### What you have to do
Only lines containing "vase" are wanted from the data below. Copy those lines.

### Supplied records
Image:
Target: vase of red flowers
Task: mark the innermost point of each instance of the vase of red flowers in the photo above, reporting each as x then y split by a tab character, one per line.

==

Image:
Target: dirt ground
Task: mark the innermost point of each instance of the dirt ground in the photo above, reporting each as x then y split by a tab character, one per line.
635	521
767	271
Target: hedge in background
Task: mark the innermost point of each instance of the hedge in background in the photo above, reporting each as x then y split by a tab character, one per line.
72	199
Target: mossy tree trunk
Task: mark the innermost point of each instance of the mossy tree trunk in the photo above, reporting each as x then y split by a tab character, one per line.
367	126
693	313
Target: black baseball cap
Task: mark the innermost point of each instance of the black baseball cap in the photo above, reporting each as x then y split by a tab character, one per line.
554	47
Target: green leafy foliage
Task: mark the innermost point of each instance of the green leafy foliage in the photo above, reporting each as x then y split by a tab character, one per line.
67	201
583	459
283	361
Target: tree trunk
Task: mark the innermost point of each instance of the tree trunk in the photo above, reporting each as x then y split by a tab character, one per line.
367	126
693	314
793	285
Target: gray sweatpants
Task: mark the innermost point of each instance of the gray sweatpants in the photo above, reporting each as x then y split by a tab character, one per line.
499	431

### Written solution
Target: vase of red flowers
Task: mark the innermost point of each instance of the vase of red flowers in the photo above, reporting each as x then y split by a tab character, one per line.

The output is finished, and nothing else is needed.